# Dataset excerpts on object pointing
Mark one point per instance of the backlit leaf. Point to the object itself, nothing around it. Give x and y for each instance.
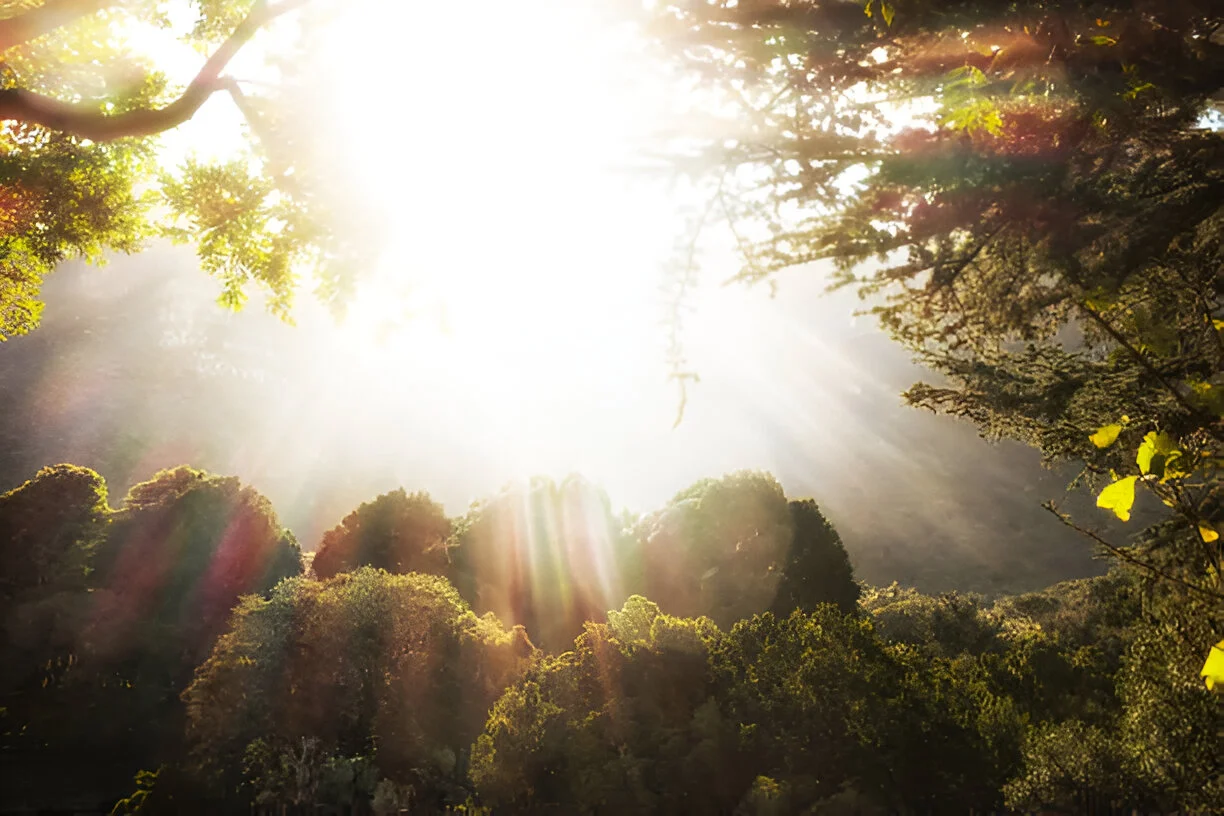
(1119, 498)
(1213, 669)
(1156, 450)
(1105, 436)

# What the task requires
Rewrite the listing with every "instance" replaced by "occurrence", leaving everything else unchanged. Leave the pictures out of your answer.

# The result
Mark one point per occurrence of the backlit leaf. Point to the object itself, nothing around it. Give x and y for each occurrence.
(1119, 498)
(1213, 669)
(1156, 450)
(1105, 436)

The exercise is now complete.